##### MATERIAL SHOWN #####

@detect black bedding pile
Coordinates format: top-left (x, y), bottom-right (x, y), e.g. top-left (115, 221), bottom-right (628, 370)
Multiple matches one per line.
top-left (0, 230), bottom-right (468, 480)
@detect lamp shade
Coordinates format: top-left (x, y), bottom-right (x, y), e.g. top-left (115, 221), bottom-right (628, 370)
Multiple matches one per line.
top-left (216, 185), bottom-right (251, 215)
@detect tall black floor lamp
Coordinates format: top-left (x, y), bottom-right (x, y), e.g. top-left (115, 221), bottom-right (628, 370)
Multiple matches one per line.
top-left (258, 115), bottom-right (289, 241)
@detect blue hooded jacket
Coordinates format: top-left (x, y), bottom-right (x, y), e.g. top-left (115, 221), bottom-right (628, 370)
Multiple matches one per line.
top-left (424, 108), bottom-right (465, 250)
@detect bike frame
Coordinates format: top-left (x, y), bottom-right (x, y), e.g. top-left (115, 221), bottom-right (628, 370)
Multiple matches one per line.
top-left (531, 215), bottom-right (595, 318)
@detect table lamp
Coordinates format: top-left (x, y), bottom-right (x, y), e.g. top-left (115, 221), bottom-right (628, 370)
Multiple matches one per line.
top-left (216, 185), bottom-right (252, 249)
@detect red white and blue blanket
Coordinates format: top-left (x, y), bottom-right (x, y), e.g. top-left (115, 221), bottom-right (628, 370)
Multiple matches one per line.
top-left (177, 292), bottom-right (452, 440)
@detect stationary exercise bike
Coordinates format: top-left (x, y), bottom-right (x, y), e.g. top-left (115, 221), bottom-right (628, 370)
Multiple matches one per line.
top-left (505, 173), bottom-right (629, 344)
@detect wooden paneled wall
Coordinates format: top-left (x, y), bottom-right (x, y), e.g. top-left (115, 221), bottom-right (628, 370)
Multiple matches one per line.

#####

**AIM OF THE EXERCISE**
Edit the lines above so that "@detect" becomes "@locate" wherever it occurs, and leave everything else unchanged.

**TASK OUTPUT**
@locate black bedding pile
Coordinates format: top-left (x, y), bottom-right (x, y), e.g. top-left (115, 221), bottom-right (628, 370)
Multiple matches one per line.
top-left (0, 230), bottom-right (468, 480)
@locate lamp shade
Coordinates format: top-left (x, y), bottom-right (x, y), e.g. top-left (115, 221), bottom-right (628, 370)
Multiple matches one per line.
top-left (216, 185), bottom-right (251, 215)
@locate tall black floor lamp
Coordinates format: top-left (x, y), bottom-right (x, y), e.g. top-left (115, 221), bottom-right (628, 370)
Multiple matches one per line.
top-left (258, 115), bottom-right (289, 241)
@locate blue hooded jacket
Coordinates format: top-left (x, y), bottom-right (x, y), e.g. top-left (115, 221), bottom-right (628, 370)
Multiple matches one per line.
top-left (424, 108), bottom-right (465, 250)
@locate bike frame
Coordinates format: top-left (x, y), bottom-right (x, y), e.g. top-left (115, 221), bottom-right (628, 370)
Multiple matches one per line.
top-left (531, 215), bottom-right (595, 318)
@locate table lamp
Coordinates format: top-left (x, y), bottom-right (x, y), e.g. top-left (115, 221), bottom-right (628, 370)
Multiple matches one per line.
top-left (216, 185), bottom-right (252, 249)
@locate red white and blue blanket
Coordinates format: top-left (x, y), bottom-right (x, y), e.g. top-left (115, 221), bottom-right (628, 370)
Multiple matches one per line.
top-left (177, 292), bottom-right (452, 440)
@locate stationary exercise bike
Coordinates format: top-left (x, y), bottom-right (x, y), e.g. top-left (115, 221), bottom-right (628, 370)
Multiple matches one per line.
top-left (505, 173), bottom-right (629, 344)
@locate wooden paneled wall
Coordinates format: top-left (x, y), bottom-right (x, y), e.g. top-left (115, 221), bottom-right (628, 370)
Multiple matches one per line.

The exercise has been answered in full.